WRITTEN TASK >> Output all the material that follows, exactly as given.
======
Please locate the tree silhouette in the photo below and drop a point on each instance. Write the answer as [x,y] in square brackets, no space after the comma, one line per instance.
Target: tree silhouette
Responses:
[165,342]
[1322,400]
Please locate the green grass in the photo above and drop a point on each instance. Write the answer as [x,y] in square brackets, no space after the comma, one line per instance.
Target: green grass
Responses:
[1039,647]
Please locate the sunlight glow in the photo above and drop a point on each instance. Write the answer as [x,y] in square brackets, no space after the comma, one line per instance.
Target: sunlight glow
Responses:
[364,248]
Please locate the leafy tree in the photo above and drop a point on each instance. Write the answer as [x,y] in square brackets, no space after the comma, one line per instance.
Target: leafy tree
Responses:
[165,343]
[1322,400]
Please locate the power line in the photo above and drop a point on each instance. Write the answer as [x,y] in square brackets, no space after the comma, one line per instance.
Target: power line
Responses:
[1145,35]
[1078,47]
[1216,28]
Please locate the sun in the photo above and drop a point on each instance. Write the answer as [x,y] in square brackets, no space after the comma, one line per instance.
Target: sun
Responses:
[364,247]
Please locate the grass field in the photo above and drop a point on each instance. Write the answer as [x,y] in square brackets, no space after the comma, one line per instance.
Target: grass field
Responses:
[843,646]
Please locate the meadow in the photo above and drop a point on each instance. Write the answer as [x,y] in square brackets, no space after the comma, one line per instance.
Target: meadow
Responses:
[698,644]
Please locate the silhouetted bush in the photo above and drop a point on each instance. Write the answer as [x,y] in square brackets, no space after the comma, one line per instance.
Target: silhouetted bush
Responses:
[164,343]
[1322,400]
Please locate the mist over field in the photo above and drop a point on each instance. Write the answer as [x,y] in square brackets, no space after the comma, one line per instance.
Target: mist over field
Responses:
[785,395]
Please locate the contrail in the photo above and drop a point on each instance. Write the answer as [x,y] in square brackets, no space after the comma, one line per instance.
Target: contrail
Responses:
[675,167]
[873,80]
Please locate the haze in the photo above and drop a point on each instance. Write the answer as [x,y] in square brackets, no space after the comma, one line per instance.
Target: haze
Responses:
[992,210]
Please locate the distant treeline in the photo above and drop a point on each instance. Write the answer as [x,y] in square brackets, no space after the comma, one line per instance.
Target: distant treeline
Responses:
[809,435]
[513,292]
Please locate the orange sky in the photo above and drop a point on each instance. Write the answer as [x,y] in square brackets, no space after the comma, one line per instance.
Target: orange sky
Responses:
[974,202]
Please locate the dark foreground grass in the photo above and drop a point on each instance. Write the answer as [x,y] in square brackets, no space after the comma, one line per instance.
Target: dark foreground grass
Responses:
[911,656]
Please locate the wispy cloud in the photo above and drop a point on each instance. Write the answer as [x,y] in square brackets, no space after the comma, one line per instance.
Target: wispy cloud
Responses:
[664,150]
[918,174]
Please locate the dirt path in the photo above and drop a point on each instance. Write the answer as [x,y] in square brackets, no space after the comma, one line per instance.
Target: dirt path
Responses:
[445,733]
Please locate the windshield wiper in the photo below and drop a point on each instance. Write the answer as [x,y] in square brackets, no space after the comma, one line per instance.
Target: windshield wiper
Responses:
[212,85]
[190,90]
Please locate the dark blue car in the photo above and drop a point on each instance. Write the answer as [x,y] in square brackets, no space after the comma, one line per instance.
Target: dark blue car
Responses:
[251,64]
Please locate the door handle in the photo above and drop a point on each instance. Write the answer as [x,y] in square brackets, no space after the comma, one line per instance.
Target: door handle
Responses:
======
ANSWER FOR THIS EXERCISE >>
Please locate the tree silhouette in the photo below and drop a point on each instance. Write the answer as [x,y] in square brackets, no space after the comma, one line per instance.
Target: tree silhouette
Responses:
[165,342]
[1322,400]
Please locate the green grass in the photo above and drop a point on each instance. Write the answer as [x,y] in square brackets, no space after the comma, one line per instance.
Target: green grass
Responses:
[1039,647]
Please locate the sunlight glow in the photo above and drop a point on each instance. Write the answer as [x,y] in square brackets, no space after the comma, one line per instance.
Target: sunlight glow
Responses:
[364,248]
Please locate the leafy tree in the photo above and drop a point on each instance. Write the answer as [x,y] in square brackets, no space after the comma, one line per instance.
Target: leafy tree
Responses:
[165,343]
[1322,400]
Please locate the power line in the photo above and drop a point on each instance. Write the answer as [x,y] in square brackets, no space after the comma, one line per instance.
Target: power line
Responses:
[1145,35]
[1078,47]
[1216,28]
Please locate the sun in the photo above and drop a point on each instance. Write the answer as [x,y] in square brackets, no space after the comma, one line per instance.
Target: sun
Responses:
[364,247]
Please locate the grass field in the photo above and drop a point on each instance. Write the answer as [x,y] in square brackets, no space after the comma, one line per instance.
Target: grass field
Responses:
[843,646]
Please locate the meadow in the photo above and drop a point on each instance. Write the answer as [x,y] in square brackets, no space after the comma, one line per instance.
Target: meadow
Responses:
[698,644]
Please locate the silhouetted bush in the photo above and drop a point on each instance. Write the answer as [x,y] in square brackets, no space after the comma, one line per instance.
Target: silhouetted bush
Responses:
[164,343]
[1322,400]
Please locate the mist over field in the photo above and drop a point on each instance. Write the answer as [x,y] in square brackets, no space after the comma, one line per instance.
Target: mist over field
Responses:
[785,395]
Please locate the contrail in the photo above and drop a point on each instance. Write the answer as [x,y] in square brackets, no space after the comma, one line per instance.
Target: contrail
Responses:
[675,167]
[873,80]
Please locate the haze in the photo above and drop a point on each instance. Write the answer as [x,y] in square brackets, no space after the comma, one line per instance.
Target: haze
Responses:
[992,210]
Please locate the distant treeline in the photo above and drop a point on each instance. Write the answer as [x,y] in square brackets, no space after the comma, one line per instance.
Target: distant treeline
Responses:
[809,435]
[513,292]
Please locate the orange sky in the photo above and drop a point on each instance. Write the answer as [x,y] in square brackets, no space after the comma, one line per instance.
Target: orange sky
Responses:
[974,202]
Please locate the dark foreground grass in the photo above and drop a point on each instance. Write the answer as [x,y] in square brackets, no space after the comma, one line per instance.
Target: dark foreground grass
Responses:
[911,656]
Please locate the wispy cloud in the photo above and drop a point on each instance. Write the answer as [x,y] in square brackets, no space after the comma, one line per instance.
Target: wispy cloud
Responses:
[664,150]
[918,174]
Please locate the dirt path in the photo above and drop a point on each instance. Write the answer as [x,y] in square brackets, no space after the comma, one line per instance.
Target: dirt path
Responses:
[445,733]
Please locate the windshield wiper in the photo below and drop a point on each instance. Write the answer as [x,y] in square brackets, no space after the comma, one line per instance.
Target: windshield wiper
Responses:
[212,85]
[190,90]
Please locate the dark blue car in the photo above and drop a point on each instance. Write the answer as [x,y] in square brackets, no space after the comma, one line per instance.
Target: dark blue car
Responses:
[251,64]
Please locate the door handle in the photo above and drop a point on each instance. Write the answer as [x,y] in square brackets, no space after the comma, one line per instance.
Target: door handle
Responses:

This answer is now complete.